*** DATA SECTION Section Begins ***
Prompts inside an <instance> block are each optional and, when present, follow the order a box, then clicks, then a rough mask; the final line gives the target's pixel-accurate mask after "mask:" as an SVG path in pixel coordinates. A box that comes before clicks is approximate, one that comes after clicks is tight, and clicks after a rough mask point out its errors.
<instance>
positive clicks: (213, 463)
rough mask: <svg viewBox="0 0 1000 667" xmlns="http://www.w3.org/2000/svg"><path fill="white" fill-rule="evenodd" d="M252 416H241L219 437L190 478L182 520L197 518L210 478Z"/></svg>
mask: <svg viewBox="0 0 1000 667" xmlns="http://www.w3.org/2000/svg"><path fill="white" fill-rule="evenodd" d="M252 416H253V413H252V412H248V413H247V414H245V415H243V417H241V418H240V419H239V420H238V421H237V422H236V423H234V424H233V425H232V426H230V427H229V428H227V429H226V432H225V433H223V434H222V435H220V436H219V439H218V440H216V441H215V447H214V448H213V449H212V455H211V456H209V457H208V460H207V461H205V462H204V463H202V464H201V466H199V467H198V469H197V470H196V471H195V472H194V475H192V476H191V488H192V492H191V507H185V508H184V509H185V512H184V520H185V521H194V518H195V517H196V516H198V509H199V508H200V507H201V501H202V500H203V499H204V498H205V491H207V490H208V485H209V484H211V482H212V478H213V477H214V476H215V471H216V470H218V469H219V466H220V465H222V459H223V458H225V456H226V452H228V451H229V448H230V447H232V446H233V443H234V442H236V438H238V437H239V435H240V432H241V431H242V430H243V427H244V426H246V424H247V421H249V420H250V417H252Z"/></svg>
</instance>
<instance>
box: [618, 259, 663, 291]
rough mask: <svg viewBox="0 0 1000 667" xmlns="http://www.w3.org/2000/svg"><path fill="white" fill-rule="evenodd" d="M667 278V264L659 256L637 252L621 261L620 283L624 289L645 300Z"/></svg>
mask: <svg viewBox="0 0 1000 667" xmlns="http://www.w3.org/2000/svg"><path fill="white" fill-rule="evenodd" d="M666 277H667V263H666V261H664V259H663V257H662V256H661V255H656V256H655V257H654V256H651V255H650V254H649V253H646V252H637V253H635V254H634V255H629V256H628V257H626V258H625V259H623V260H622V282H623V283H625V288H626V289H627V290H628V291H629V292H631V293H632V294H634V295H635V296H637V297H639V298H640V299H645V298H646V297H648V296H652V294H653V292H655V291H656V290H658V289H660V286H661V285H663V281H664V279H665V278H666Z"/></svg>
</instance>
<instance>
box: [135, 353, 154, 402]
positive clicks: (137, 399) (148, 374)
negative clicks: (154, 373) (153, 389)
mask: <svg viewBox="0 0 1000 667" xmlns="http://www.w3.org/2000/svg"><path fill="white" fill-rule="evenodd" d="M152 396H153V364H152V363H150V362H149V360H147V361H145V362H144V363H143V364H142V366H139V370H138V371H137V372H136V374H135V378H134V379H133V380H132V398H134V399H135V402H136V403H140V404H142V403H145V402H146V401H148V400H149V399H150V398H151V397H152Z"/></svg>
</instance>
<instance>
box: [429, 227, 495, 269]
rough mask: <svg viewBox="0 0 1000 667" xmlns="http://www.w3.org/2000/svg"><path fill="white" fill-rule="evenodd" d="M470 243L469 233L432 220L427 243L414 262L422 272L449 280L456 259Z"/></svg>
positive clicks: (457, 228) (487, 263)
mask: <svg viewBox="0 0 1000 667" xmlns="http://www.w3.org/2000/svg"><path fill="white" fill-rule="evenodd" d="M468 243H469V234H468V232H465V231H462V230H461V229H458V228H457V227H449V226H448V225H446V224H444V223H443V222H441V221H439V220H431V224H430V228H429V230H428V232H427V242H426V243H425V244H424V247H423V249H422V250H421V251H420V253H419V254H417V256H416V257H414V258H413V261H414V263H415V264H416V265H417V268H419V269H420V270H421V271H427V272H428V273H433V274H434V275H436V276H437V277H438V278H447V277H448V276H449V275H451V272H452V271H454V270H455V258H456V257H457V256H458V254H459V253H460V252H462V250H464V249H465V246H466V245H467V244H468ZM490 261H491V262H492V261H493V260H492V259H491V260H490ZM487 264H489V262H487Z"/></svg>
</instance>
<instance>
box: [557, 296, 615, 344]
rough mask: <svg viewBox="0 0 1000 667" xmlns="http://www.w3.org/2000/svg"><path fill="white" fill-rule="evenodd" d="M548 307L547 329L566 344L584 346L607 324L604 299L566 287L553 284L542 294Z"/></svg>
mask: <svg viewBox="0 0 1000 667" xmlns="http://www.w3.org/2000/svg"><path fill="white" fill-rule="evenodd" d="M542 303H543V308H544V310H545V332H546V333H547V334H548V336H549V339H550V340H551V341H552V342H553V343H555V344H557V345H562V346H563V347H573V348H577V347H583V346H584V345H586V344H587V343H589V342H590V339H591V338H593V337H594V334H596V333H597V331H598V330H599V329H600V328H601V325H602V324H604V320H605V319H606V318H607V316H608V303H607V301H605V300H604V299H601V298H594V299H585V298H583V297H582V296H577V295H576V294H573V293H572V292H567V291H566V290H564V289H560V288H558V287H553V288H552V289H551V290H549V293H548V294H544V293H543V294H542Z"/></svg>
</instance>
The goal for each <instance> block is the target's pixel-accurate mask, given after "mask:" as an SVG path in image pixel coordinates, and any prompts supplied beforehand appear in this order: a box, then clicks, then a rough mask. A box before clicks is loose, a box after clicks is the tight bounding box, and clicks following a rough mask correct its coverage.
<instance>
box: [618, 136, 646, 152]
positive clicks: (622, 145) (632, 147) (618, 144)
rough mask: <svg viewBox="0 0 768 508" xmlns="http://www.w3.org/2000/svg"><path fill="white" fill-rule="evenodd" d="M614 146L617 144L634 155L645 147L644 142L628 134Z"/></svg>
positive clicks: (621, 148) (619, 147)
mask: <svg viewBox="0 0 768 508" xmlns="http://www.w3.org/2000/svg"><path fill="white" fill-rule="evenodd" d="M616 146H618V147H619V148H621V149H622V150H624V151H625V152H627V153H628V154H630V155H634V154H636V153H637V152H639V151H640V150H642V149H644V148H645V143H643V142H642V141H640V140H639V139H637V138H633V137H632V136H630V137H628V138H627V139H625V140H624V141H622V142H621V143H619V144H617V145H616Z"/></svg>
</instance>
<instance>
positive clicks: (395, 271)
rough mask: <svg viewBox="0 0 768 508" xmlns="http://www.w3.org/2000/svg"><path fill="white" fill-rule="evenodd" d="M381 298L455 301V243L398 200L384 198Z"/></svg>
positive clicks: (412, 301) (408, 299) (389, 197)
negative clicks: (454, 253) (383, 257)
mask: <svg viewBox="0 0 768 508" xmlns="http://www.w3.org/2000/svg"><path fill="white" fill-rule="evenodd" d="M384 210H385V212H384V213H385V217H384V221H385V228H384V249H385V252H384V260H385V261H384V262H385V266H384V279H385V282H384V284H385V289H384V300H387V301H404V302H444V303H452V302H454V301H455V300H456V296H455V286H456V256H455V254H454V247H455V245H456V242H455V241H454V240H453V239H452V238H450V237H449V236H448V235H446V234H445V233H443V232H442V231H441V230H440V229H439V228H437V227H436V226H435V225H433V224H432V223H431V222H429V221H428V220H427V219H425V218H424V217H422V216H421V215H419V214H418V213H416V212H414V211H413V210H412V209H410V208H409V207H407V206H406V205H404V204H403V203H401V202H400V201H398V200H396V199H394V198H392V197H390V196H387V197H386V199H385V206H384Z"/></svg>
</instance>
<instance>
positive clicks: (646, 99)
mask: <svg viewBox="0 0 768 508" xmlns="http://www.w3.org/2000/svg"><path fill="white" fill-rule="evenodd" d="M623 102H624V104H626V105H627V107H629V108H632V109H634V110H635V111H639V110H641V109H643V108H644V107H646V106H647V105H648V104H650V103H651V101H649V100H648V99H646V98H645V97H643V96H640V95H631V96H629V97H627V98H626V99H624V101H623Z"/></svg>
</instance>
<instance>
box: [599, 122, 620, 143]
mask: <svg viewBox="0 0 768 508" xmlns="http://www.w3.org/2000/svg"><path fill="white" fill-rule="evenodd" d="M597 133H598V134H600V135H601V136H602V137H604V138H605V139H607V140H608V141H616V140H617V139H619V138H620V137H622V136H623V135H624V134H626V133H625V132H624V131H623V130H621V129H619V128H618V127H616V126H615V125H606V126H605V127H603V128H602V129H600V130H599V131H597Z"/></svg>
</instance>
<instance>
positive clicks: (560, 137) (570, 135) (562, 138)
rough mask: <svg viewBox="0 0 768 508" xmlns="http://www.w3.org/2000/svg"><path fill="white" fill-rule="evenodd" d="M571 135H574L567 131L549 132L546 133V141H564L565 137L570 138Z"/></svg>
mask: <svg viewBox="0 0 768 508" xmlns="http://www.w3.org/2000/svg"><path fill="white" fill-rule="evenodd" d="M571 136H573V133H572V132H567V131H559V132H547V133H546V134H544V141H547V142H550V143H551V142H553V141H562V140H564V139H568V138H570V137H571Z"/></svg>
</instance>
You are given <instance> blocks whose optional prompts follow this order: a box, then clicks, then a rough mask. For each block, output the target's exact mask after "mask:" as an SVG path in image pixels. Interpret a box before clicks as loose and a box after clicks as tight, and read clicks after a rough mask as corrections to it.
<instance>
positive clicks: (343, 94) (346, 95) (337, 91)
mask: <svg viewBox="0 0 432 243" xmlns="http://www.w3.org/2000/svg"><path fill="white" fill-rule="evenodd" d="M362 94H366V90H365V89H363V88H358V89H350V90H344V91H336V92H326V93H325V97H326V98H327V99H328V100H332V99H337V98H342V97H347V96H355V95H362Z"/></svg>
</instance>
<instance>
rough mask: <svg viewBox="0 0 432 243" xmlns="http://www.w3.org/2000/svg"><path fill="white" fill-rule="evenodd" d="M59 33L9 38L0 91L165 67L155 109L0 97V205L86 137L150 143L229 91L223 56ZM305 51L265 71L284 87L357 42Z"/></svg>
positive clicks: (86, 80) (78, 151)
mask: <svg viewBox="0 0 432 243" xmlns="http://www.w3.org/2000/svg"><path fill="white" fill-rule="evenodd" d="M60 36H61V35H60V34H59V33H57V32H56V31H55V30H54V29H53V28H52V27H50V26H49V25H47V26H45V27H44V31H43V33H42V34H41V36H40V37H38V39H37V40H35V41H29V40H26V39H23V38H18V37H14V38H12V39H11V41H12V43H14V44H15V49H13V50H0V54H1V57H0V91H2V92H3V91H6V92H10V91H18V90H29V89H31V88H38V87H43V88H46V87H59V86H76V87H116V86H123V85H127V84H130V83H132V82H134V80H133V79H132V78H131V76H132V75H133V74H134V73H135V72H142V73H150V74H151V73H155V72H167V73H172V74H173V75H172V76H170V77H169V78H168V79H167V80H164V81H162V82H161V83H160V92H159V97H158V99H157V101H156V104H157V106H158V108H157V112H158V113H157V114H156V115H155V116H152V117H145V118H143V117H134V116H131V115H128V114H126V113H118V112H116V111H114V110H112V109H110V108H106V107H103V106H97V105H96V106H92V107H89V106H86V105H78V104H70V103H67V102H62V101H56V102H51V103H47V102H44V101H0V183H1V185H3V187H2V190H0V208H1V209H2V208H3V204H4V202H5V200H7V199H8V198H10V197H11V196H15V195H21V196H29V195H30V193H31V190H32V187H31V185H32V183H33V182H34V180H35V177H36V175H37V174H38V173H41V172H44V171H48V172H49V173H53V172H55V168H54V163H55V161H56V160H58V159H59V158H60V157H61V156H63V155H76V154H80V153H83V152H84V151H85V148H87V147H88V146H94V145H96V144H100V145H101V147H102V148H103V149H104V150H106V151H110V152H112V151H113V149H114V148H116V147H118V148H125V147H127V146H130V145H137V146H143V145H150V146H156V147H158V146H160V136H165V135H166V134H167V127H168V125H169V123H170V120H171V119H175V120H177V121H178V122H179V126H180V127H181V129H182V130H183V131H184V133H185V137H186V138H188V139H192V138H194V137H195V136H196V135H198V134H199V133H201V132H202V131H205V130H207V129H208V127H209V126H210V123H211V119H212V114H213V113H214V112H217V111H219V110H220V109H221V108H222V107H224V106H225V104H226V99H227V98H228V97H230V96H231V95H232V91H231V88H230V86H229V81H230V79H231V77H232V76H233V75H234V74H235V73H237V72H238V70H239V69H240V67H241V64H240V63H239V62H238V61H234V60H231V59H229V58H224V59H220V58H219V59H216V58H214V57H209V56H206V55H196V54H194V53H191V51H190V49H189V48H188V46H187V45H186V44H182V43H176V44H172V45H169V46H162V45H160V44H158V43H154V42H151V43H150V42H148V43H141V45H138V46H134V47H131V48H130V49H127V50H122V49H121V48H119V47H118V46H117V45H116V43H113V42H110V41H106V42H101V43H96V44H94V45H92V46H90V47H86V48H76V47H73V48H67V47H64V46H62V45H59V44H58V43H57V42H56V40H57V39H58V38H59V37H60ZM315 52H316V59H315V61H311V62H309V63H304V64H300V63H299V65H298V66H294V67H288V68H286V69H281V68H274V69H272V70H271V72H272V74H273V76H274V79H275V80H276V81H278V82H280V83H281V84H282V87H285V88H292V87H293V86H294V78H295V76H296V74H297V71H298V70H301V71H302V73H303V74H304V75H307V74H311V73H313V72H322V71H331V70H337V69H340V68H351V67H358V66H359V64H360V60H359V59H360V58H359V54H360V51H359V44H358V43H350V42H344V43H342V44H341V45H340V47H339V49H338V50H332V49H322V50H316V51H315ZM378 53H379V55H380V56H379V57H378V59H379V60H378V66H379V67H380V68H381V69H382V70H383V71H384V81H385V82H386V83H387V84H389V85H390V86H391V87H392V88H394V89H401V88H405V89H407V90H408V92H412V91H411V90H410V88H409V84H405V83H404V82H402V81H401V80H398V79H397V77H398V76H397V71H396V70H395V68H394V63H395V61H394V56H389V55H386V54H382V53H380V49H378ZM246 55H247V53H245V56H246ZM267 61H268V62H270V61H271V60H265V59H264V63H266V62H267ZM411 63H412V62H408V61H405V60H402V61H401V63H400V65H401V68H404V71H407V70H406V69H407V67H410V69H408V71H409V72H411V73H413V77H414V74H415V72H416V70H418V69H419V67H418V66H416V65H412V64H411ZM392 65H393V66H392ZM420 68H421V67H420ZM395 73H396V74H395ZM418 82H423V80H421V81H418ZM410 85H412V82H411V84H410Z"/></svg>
*** DATA SECTION Section Ends ***
• _TASK STATEMENT_
Find "this" in the data above. Report each line where it appears.

• _TASK RESPONSE_
The goal for each <instance> block is the target's pixel-accurate mask, given after "mask:" as an SVG path in image pixel coordinates, and any prompts supplied beforehand appear in this order: a box, then clicks, then a rough mask. A box before clicks is loose, a box after clicks is the tight bounding box, and clicks following a rough mask correct its coverage.
You are given <instance> blocks whose optional prompts follow this order: a box, then clicks, then a rough mask. For each block, output the target's exact mask after "mask:" as an SVG path in image pixels. Interpret a box before clicks as loose and a box after clicks as tight, and read clicks after a rough mask as corrections to it.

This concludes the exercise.